Several Apache open-source projects related to Hadoop are useful for data warehousing and BI applications that rely on a Hadoop implementation:
Pig An infrastructure that uses a scripting language called Pig Latin to generate MapReduce jobs that read data from HDFS, transform data (through filtering, grouping, merging, or splitting the data, for example), and outputs the results to the console or to HDFS. Learn more at http://www.windowsazure.com/en-us/documentation/articles/hdinsight-use-pig.
Hive A data-warehouse solution made up of a metastore that facilitates access to data stored in HDFS through a scripting language called HiveQL. HiveQL is syntactically similar to SQL, with which database professionals are already familiar. Additional information is available at http://www.windowsazure.com/en-us/documentation/articles/hdinsight-use-hive.
Sqoop A set of utilities that uses MapReduce and parallelized operations to move data in either direction between Hadoop and a relational database. Read details about Sqoop at http://www.windowsazure.com/en-us/documentation/articles/hdinsight-upload-data.
Oozie A workflow manager that allows you to schedule MapReduce, Pig, Hive, and Sqoop jobs by using hPDL, an XML Process Definition Language is used to define workflows. You can read about it at http://www.windowsazure.com/en-us/documentation/articles/hdinsight-use-oozie.

## DATASET ENTRIES
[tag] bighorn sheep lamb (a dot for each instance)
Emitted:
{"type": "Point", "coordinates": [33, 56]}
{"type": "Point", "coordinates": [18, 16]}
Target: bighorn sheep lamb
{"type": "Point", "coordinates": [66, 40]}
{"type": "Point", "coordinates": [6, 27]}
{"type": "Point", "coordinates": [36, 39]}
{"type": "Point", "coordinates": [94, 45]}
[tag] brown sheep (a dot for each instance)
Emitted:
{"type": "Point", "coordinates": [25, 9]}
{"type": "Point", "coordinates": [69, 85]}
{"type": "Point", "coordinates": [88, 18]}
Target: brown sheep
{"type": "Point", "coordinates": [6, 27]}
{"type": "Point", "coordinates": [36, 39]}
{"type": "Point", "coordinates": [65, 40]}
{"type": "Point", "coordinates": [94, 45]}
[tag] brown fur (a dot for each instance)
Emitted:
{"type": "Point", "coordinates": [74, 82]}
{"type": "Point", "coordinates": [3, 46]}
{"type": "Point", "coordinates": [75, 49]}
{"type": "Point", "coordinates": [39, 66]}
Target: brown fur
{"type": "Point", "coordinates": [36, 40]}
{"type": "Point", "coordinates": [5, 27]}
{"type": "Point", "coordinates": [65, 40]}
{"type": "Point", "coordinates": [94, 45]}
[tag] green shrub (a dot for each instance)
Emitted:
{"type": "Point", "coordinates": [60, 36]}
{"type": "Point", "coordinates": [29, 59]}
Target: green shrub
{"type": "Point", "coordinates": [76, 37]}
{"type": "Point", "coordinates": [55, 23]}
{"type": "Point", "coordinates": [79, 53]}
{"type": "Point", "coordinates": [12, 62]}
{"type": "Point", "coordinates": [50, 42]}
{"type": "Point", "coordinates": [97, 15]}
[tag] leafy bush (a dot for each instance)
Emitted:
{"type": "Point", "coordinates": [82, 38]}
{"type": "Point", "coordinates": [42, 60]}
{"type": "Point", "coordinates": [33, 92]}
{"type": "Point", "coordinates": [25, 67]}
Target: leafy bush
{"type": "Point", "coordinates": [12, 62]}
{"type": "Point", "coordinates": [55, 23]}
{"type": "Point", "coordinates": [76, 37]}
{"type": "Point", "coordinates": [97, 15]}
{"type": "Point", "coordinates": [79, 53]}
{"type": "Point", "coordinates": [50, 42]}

## AIM OF THE TASK
Name every Apache project that the Hadoop projects excerpt describes in its own entry. The listing comes from a separate source and has no connection to the Hadoop projects excerpt.

## REPLY TO THE EXERCISE
Pig
Hive
Sqoop
Oozie